(ENTRIES SHOWN begins)

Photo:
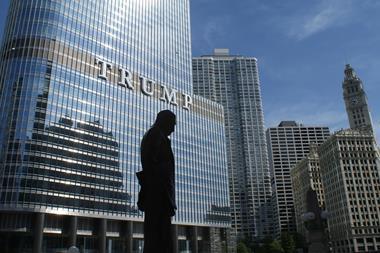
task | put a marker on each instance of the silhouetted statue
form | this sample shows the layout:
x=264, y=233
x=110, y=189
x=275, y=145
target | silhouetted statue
x=157, y=195
x=315, y=223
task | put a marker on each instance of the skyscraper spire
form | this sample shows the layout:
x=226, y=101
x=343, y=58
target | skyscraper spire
x=356, y=101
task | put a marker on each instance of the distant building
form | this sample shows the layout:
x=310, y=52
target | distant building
x=356, y=101
x=287, y=145
x=306, y=175
x=233, y=81
x=350, y=171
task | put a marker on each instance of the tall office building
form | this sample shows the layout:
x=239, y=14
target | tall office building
x=305, y=175
x=287, y=145
x=233, y=81
x=81, y=81
x=350, y=171
x=356, y=101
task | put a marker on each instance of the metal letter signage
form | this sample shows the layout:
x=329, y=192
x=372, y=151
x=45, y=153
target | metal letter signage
x=168, y=97
x=103, y=68
x=147, y=86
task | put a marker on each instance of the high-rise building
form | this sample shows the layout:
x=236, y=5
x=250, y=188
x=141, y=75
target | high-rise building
x=306, y=175
x=287, y=145
x=356, y=101
x=81, y=81
x=350, y=172
x=233, y=81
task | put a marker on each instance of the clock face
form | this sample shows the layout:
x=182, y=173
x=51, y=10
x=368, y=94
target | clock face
x=354, y=101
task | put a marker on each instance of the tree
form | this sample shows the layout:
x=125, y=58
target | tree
x=242, y=248
x=299, y=240
x=287, y=243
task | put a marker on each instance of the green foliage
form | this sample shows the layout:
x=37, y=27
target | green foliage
x=287, y=243
x=299, y=240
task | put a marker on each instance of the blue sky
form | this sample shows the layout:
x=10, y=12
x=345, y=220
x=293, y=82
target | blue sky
x=302, y=48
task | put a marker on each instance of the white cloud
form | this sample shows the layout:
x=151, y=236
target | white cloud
x=327, y=14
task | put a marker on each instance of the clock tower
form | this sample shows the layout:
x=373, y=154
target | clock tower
x=356, y=101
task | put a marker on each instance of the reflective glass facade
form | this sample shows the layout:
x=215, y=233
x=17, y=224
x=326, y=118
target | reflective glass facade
x=81, y=81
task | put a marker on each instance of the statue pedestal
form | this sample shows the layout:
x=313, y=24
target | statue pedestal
x=317, y=242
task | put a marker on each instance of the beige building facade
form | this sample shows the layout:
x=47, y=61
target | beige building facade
x=350, y=172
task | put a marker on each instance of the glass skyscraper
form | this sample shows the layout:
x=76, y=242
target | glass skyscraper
x=81, y=81
x=234, y=82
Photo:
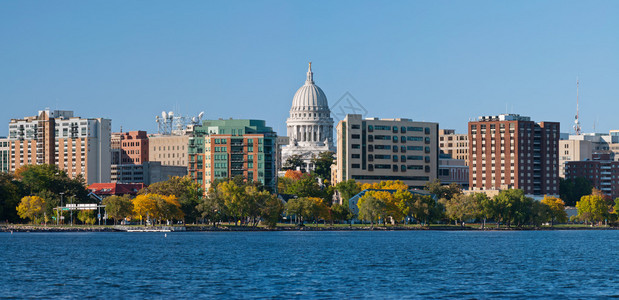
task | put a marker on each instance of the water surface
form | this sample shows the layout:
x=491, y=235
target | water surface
x=356, y=264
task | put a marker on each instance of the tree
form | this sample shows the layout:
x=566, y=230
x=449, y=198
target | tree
x=462, y=207
x=31, y=207
x=144, y=207
x=371, y=209
x=556, y=208
x=295, y=207
x=212, y=207
x=9, y=197
x=118, y=207
x=185, y=189
x=235, y=199
x=571, y=190
x=307, y=186
x=45, y=177
x=271, y=210
x=322, y=164
x=294, y=162
x=347, y=190
x=86, y=217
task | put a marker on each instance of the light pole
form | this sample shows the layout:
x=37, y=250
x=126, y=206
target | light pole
x=72, y=210
x=58, y=217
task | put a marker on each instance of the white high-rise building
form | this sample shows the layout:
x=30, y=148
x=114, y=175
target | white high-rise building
x=76, y=145
x=310, y=126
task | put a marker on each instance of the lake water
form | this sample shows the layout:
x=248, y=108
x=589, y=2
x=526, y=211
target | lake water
x=357, y=264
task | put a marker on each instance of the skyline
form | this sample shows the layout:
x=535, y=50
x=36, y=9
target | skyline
x=429, y=61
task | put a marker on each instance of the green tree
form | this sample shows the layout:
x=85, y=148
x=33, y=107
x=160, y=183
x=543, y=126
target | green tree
x=296, y=207
x=322, y=164
x=556, y=209
x=187, y=192
x=86, y=217
x=306, y=186
x=271, y=210
x=371, y=209
x=118, y=207
x=31, y=207
x=9, y=198
x=212, y=207
x=293, y=162
x=462, y=207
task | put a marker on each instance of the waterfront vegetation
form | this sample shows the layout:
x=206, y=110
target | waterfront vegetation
x=32, y=193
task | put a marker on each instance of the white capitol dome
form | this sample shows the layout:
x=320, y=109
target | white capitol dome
x=310, y=126
x=309, y=97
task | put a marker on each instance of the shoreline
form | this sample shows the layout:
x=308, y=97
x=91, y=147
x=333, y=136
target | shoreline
x=195, y=228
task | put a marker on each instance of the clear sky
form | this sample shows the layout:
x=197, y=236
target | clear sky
x=440, y=61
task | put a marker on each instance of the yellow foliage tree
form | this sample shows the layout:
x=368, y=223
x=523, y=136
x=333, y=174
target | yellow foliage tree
x=31, y=208
x=144, y=206
x=557, y=209
x=386, y=185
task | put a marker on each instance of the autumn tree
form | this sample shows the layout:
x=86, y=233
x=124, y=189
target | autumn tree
x=118, y=207
x=371, y=209
x=187, y=192
x=556, y=208
x=10, y=197
x=294, y=162
x=322, y=164
x=86, y=217
x=31, y=207
x=144, y=207
x=462, y=207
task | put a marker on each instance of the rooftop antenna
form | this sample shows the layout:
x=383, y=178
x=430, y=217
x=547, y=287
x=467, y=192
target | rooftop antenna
x=577, y=122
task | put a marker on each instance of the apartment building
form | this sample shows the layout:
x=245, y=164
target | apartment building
x=170, y=150
x=220, y=149
x=511, y=151
x=602, y=171
x=79, y=146
x=372, y=150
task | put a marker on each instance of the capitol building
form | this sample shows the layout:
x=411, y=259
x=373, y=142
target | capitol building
x=310, y=126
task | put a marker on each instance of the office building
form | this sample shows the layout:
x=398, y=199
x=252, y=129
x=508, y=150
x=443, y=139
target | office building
x=453, y=144
x=373, y=150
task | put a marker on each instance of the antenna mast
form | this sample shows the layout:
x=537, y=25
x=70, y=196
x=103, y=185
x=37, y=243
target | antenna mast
x=577, y=122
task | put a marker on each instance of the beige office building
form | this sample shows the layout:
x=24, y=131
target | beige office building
x=456, y=145
x=170, y=150
x=373, y=150
x=573, y=150
x=76, y=145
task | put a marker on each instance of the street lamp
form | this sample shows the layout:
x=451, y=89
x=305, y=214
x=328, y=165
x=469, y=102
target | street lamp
x=57, y=217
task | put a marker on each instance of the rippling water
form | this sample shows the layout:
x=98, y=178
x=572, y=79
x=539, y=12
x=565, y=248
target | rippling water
x=358, y=264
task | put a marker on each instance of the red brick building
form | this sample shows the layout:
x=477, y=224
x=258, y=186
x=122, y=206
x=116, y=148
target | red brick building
x=511, y=151
x=134, y=147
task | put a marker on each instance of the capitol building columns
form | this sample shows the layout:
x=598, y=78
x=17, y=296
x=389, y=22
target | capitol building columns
x=309, y=126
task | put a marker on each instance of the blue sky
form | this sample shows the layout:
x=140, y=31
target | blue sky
x=440, y=61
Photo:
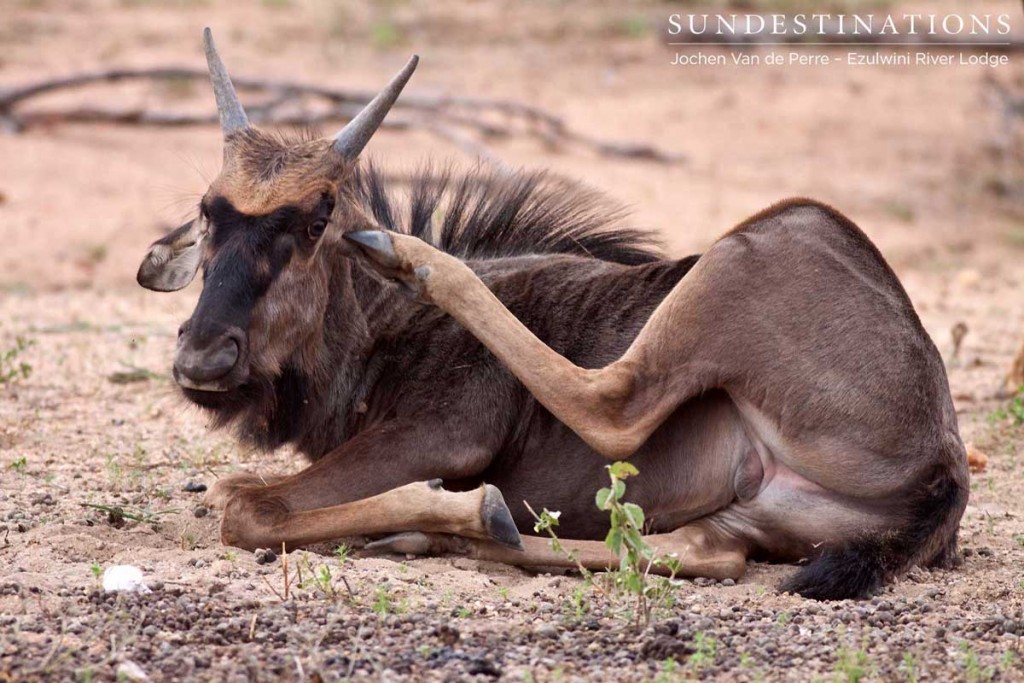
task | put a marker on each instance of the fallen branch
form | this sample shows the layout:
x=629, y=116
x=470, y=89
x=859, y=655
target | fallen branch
x=467, y=122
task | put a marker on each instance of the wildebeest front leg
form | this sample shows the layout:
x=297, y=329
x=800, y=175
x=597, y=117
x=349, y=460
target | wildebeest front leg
x=384, y=458
x=613, y=409
x=697, y=552
x=480, y=513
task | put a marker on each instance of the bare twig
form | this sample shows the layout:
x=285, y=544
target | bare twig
x=463, y=121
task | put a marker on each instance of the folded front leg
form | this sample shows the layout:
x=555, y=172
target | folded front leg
x=251, y=520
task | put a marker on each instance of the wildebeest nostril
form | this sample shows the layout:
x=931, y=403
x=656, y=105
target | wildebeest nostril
x=209, y=363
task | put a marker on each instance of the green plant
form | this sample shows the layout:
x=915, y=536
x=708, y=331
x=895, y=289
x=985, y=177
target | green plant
x=578, y=604
x=625, y=540
x=852, y=666
x=704, y=653
x=909, y=667
x=11, y=368
x=383, y=602
x=1016, y=408
x=973, y=672
x=1009, y=660
x=118, y=513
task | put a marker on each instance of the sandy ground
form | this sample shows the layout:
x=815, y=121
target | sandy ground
x=906, y=153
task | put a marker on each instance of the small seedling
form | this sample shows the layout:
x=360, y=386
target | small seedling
x=909, y=667
x=704, y=653
x=625, y=540
x=383, y=602
x=117, y=513
x=11, y=368
x=852, y=666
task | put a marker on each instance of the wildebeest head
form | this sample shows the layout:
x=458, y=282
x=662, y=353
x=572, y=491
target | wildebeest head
x=272, y=209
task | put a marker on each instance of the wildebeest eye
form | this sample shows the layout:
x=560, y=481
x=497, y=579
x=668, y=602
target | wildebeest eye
x=322, y=217
x=316, y=228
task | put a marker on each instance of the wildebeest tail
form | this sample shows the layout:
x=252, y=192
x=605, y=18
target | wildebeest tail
x=928, y=538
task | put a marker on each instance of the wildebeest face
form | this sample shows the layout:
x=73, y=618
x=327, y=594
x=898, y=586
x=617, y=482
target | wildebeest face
x=259, y=238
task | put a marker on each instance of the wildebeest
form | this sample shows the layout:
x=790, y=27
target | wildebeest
x=778, y=393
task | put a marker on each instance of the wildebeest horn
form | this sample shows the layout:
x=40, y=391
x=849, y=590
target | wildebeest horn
x=232, y=117
x=354, y=136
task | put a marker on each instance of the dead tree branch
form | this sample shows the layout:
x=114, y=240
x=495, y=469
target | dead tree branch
x=467, y=122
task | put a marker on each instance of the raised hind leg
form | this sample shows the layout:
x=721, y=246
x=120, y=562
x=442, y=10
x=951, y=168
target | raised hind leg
x=698, y=552
x=613, y=409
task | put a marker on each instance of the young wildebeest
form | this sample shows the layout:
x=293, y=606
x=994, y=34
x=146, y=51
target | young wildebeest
x=778, y=394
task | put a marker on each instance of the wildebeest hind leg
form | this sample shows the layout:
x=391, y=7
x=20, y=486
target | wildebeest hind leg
x=253, y=520
x=613, y=409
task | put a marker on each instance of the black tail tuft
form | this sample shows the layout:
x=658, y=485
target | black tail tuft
x=859, y=568
x=853, y=571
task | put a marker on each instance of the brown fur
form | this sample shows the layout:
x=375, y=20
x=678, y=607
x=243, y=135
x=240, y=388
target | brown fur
x=778, y=394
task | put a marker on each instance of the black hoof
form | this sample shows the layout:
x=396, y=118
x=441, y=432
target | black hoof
x=377, y=245
x=498, y=520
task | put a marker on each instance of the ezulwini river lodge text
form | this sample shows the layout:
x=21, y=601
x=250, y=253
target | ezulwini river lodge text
x=799, y=58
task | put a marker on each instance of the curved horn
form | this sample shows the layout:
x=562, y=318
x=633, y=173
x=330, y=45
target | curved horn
x=232, y=117
x=354, y=136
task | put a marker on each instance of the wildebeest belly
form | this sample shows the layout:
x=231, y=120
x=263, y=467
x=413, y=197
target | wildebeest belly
x=688, y=468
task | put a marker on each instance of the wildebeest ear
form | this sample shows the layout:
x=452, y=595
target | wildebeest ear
x=172, y=261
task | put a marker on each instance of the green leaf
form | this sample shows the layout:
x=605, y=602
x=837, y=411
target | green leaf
x=634, y=540
x=614, y=541
x=634, y=514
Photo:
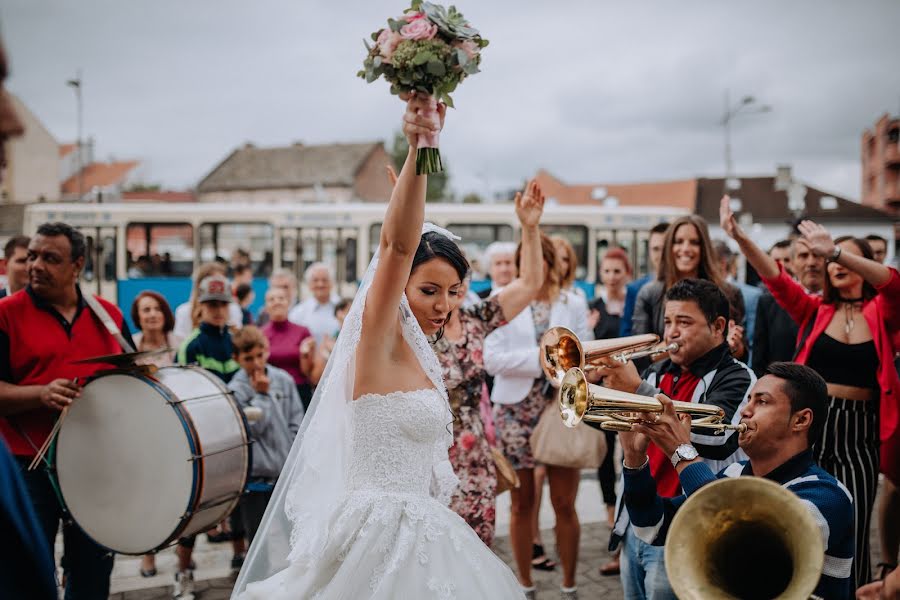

(ENTRIES SHOWN ends)

Copy out, word for word, the part of the entries above that begins at the line with "target | white capitol dome" and ends at the line with "task | put a marker on each instance of the autumn", including both.

target | white capitol dome
x=310, y=126
x=309, y=97
task | put a marker on each instance of the shoreline
form | this sample shows the layout:
x=308, y=97
x=91, y=147
x=333, y=136
target | shoreline
x=195, y=228
task | put a marker on each instance of the clear sky
form | this sample shows the layout:
x=197, y=236
target | clear sky
x=440, y=61
task | put a marker on each instance of the yellow foliage tree
form | this sample shows the layout:
x=368, y=223
x=523, y=136
x=333, y=174
target | yellow foliage tree
x=31, y=208
x=144, y=206
x=557, y=209
x=386, y=185
task | put a marker on each instance of the autumn tree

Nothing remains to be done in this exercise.